-- DESCRIPTION OF THE TASK --
Can you render all the data below as a two-column CSV with the columns "prompt" and "boxes," one row per request, putting each request's text and its answer in a single quoted field with any line breaks replaced by spaces?

◇ ◇ ◇

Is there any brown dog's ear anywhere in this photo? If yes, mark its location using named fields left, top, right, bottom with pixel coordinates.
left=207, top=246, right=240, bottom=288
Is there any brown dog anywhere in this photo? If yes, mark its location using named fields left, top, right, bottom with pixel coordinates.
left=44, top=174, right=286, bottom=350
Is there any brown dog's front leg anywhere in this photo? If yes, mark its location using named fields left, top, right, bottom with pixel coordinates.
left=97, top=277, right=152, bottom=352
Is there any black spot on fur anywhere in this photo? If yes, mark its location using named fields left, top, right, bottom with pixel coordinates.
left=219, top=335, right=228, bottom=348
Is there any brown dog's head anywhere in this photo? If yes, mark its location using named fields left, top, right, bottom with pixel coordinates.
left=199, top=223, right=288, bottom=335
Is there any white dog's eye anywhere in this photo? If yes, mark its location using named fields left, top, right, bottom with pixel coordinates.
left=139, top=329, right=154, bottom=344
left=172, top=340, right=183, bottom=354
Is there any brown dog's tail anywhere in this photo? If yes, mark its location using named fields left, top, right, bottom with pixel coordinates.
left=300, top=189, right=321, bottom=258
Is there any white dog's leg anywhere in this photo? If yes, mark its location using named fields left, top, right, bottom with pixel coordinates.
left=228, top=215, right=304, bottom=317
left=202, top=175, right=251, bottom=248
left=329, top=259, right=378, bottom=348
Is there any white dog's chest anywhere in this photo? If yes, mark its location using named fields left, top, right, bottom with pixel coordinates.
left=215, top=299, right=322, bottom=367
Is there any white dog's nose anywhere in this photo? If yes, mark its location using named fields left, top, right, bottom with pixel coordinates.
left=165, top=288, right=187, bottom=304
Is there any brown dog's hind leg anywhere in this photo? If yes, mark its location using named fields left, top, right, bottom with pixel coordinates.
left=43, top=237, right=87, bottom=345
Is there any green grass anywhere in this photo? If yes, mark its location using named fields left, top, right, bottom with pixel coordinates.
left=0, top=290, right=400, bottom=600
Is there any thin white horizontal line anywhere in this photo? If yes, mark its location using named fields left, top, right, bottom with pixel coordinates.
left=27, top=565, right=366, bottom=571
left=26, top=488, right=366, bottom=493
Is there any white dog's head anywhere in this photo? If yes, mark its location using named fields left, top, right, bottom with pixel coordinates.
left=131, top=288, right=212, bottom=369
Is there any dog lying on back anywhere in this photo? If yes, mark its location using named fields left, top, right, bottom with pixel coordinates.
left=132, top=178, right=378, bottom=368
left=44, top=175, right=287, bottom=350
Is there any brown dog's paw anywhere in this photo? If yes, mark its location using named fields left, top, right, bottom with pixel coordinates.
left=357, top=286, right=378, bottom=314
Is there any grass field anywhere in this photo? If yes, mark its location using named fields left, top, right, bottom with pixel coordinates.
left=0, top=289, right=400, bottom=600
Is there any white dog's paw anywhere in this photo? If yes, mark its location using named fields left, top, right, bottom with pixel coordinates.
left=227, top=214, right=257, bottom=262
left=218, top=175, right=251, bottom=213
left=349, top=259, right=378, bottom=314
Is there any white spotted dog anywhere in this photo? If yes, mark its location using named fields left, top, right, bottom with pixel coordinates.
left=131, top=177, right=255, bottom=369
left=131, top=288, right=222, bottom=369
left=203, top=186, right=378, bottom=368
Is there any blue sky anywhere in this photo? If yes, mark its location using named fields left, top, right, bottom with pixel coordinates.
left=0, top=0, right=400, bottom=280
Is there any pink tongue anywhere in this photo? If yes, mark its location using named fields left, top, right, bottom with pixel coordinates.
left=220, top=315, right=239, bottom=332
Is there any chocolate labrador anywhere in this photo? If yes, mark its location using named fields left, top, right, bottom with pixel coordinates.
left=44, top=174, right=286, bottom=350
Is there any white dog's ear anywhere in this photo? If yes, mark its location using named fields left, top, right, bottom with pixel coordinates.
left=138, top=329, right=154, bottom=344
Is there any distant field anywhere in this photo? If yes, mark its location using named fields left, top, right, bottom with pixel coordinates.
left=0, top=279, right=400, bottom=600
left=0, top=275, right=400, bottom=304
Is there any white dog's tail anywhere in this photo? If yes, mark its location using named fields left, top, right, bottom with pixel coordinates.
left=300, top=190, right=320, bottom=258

◇ ◇ ◇

-- TASK RESPONSE --
prompt,boxes
"Is there any brown dog's ear anywhere in this photo? If yes, mark its location using named fields left, top, right, bottom with pixel coordinates.","left=207, top=246, right=240, bottom=288"
"Is there any brown dog anywhere in this photo? If yes, mark its location using named fields left, top, right, bottom with pixel coordinates.","left=44, top=174, right=286, bottom=350"
"Is there any brown dog's front leg anywhere in this photo? If yes, mark its location using named fields left, top, right, bottom with pixel coordinates.","left=97, top=277, right=152, bottom=352"
"Is there any black spot on fur anywhere in this photo? If yes, mark its location using named fields left, top, right, bottom with pixel coordinates.","left=219, top=335, right=228, bottom=348"
"Is there any brown dog's head anywhere in this photo? If yes, mark its location using named fields left, top, right, bottom with pixel coordinates.","left=199, top=223, right=288, bottom=335"
"Is there any white dog's eye anywhere in this photo? If yes, mark its location using named fields left, top, right, bottom with pixel coordinates.","left=139, top=329, right=154, bottom=344 left=172, top=340, right=183, bottom=354"
"Is there any brown dog's tail anywhere in this photo? If yes, mark its location using named fields left, top, right, bottom with pixel coordinates.","left=300, top=189, right=321, bottom=258"
"Is there any white dog's leg anywhere in this photo? If yes, mark its location using named fields left, top, right, bottom with pixel coordinates.","left=228, top=215, right=304, bottom=317 left=202, top=175, right=251, bottom=248 left=329, top=259, right=378, bottom=348"
"Is there any white dog's chest anywhere in this photo? If yes, mark its location using named fields left, top, right, bottom with pixel coordinates.","left=215, top=299, right=322, bottom=367"
"Is there any white dog's nose anywhere in this photo? If yes, mark its location using named fields left, top, right, bottom with pixel coordinates.","left=165, top=288, right=187, bottom=304"
"Is there any brown dog's hind leg anywhere in this photo? If yes, mark its location using named fields left, top, right, bottom with pixel coordinates.","left=43, top=237, right=87, bottom=345"
"Is there any green grass anywhere in this photo? If yes, mark its location using named fields left, top, right, bottom with pixel coordinates.","left=0, top=290, right=400, bottom=600"
"Is there any thin white horizontal line anywhere in this photo? If yes, mark its location using named fields left, top, right, bottom with pixel coordinates.","left=27, top=565, right=366, bottom=571 left=26, top=488, right=366, bottom=493"
"Is there any white dog's head anywhere in this photo? If yes, mark its location using named fields left, top, right, bottom with pixel coordinates.","left=131, top=288, right=212, bottom=369"
"Is there any dog lying on back anywhere in this photo? If yes, mark its location using named fields left, top, right, bottom with pixel coordinates.","left=132, top=178, right=378, bottom=368 left=44, top=175, right=287, bottom=350"
"Is there any brown dog's paw anywhere in this photo? If yes, mark its location using named fields left, top, right, bottom with pixel coordinates.","left=357, top=286, right=378, bottom=314"
"Is there any grass field anywhere in this photo? If yes, mark its location using named fields left, top, right, bottom with pixel coordinates.","left=0, top=289, right=400, bottom=600"
"Is there any white dog's paw anywhere in this photo? If yes, mark its location using named fields left, top, right, bottom with pixel coordinates.","left=227, top=214, right=257, bottom=262 left=218, top=175, right=251, bottom=213 left=349, top=259, right=378, bottom=314"
"Is there any white spotted dog anywhere in this photo? If yes, mark its location using named fields left, top, right, bottom with pixel coordinates.","left=131, top=177, right=255, bottom=369 left=131, top=288, right=222, bottom=369 left=203, top=186, right=378, bottom=368"
"Is there any blue sky anywhere in this photo? If yes, mark its location using named fields left, top, right, bottom with pixel coordinates.","left=0, top=0, right=400, bottom=280"
"Is there any pink tongue anywhere in this photo? If yes, mark its location using named fields left, top, right, bottom with pixel coordinates.","left=220, top=315, right=239, bottom=332"
"Is there any chocolate labrador anywhere in this photo? If yes, mark its location using named fields left, top, right, bottom with pixel coordinates.","left=44, top=174, right=286, bottom=350"
"Is there any white dog's ear anywhere in this photo? If yes, mark its location using named fields left, top, right, bottom with pixel coordinates.","left=138, top=329, right=154, bottom=344"
"Is there any distant field anywhere in this photo? If yes, mark its location using named fields left, top, right, bottom with pixel coordinates.","left=0, top=279, right=400, bottom=600 left=0, top=275, right=400, bottom=304"
"Is there any white dog's tail anywhere in this photo? If yes, mark its location using named fields left, top, right, bottom with pixel coordinates.","left=300, top=190, right=320, bottom=258"